EXCERPT TO READ
------

13-4328-cv
Bryant v. Dasilva
UNITED STATES COURT OF APPEALS
FOR THE SECOND CIRCUIT
SUMMARY ORDER
RULINGS BY SUMMARY ORDER DO NOT HAVE PRECEDENTIAL EFFECT. CITATION TO
A SUMMARY ORDER FILED ON OR AFTER JANUARY 1, 2007, IS PERMITTED AND IS
GOVERNED BY FEDERAL RULE OF APPELLATE PROCEDURE 32.1 AND THIS COURT’S
LOCAL RULE 32.1.1. WHEN CITING A SUMMARY ORDER IN A DOCUMENT FILED WITH
THIS COURT, A PARTY MUST CITE EITHER THE FEDERAL APPENDIX OR AN
ELECTRONIC DATABASE (WITH THE NOTATION “SUMMARY ORDER”). A PARTY CITING
A SUMMARY ORDER MUST SERVE A COPY OF IT ON ANY PARTY NOT REPRESENTED BY
COUNSEL.
At a stated term of the United States Court of Appeals for the Second Circuit, held at the
Thurgood Marshall Courthouse, 40 Foley Square, in the City of New York, on the 10th day of
November, two thousand fourteen.
Present:
ROBERT A. KATZMANN,
Chief Judge,
PETER W. HALL,
DEBRA ANN LIVINGSTON,
Circuit Judges.
________________________________________________
WAYNE BRYANT,
Plaintiff-Appellant,
v. No. 13-4328-cv
ANTHONY DASILVA,
Defendant-Appellee.*
________________________________________________
For Plaintiff-Appellant: MICHAEL H. SUSSMAN, Sussman & Watkins, Goshen, NY.
For Defendant-Appellee: VALERIE FIGUEREDO, Assistant Solicitor General (Barbara D.
Underwood, Solicitor General, Michael S. Belohlavek, Senior
*
The Clerk of Court is directed to amend the caption as set forth above.
Counsel, on the brief), for Eric T. Schneidermann, Attorney
General of the State of New York, New York, NY.
Appeal from the United States District Court for the Southern District of New York
(Ramos, J.).
ON CONSIDERATION WHEREOF, it is hereby ORDERED, ADJUDGED, and
DECREED that the judgment of the district court is AFFIRMED.
Plaintiff-Appellant Wayne Bryant appeals from a November 7, 2013 judgment of the
United States District Court for the Southern District of New York (Ramos, J.), granting
summary judgment to Defendant-Appellee Anthony Dasilva on Bryant’s claim under 42 U.S.C.
§ 1983. Bryant alleged that Dasilva, a New York State Trooper, unlawfully searched Bryant’s
car without a warrant after stopping him on the highway for driving without a seatbelt and then
arresting him on an outstanding bench warrant. The district court granted Dasilva’s motion for
summary judgment, concluding that undisputed facts showed that Dasilva’s search was a valid
inventory search, and thus fell within a well-established exception to the Fourth Amendment’s
warrant requirement. We assume the parties’ familiarity with the underlying facts, procedural
history of the case, and issues presented for review.
This Court reviews a district court’s grant of summary judgment de novo, resolving all
ambiguities and drawing all reasonable inferences in favor of the non-moving party. See Wrobel
v. Cnty. of Erie, 692 F.3d 22, 27 (2d Cir. 2012). Summary judgment is appropriate only where
“the movant shows that there is no genuine dispute as to any material fact and the movant is
entitled to judgment as a matter of law.” Fed. R. Civ. P. 56(a).

------

(Image point annotation entries)
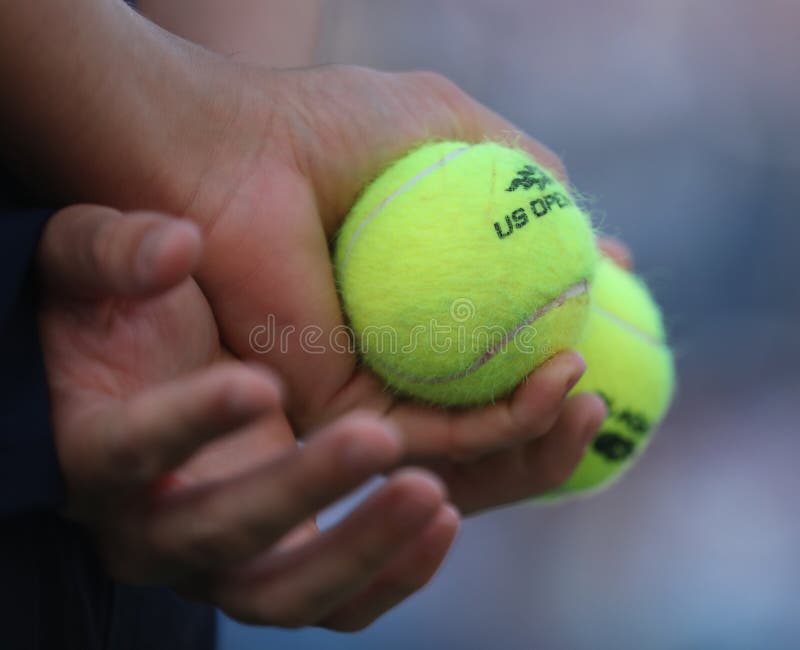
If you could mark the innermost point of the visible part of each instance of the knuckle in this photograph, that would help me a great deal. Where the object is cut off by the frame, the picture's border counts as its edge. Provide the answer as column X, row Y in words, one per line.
column 209, row 544
column 101, row 247
column 129, row 461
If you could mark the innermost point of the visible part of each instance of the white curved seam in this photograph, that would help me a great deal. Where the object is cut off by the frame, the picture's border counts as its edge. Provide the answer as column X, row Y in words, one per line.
column 644, row 336
column 573, row 291
column 411, row 182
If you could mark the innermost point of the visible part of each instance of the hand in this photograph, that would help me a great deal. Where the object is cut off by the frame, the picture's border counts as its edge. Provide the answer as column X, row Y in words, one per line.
column 299, row 147
column 180, row 460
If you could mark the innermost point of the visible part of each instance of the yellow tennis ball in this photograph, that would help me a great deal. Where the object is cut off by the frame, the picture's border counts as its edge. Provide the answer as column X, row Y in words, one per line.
column 461, row 268
column 630, row 366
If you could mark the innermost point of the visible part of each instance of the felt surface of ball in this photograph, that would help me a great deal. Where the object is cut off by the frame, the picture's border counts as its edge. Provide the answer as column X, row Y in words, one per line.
column 461, row 268
column 630, row 365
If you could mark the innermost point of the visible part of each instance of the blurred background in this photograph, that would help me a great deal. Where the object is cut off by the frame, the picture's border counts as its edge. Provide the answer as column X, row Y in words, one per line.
column 681, row 120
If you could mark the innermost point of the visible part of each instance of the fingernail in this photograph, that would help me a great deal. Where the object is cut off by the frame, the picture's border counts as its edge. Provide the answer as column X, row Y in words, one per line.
column 589, row 433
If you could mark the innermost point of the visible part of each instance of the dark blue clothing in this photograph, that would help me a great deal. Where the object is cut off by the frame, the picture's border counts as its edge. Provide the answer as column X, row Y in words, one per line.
column 54, row 593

------

TO-DO LIST
a - Answer these questions about the summary order:
(i) On what date was the stated term of the court held?
(ii) For what traffic violation was Bryant stopped on the highway?
(iii) Which federal rule governs citation to a summary order filed on or after January 1, 2007?
b - Reproduce unchanged the lines in the rows from the line with "of the hand" up to and including the line with "column 299, row 147".
The summary order and the rows are unrelated material.

ANSWERS FOR THE TASKS
a -
(i) The 10th day of November, two thousand fourteen.
(ii) Driving without a seatbelt.
(iii) Federal Rule of Appellate Procedure 32.1.

b -
If you could mark the innermost point of the visible part of each instance of the hand in this photograph, that would help me a great deal. Where the object is cut off by the frame, the picture's border counts as its edge. Provide the answer as column X, row Y in words, one per line.
column 299, row 147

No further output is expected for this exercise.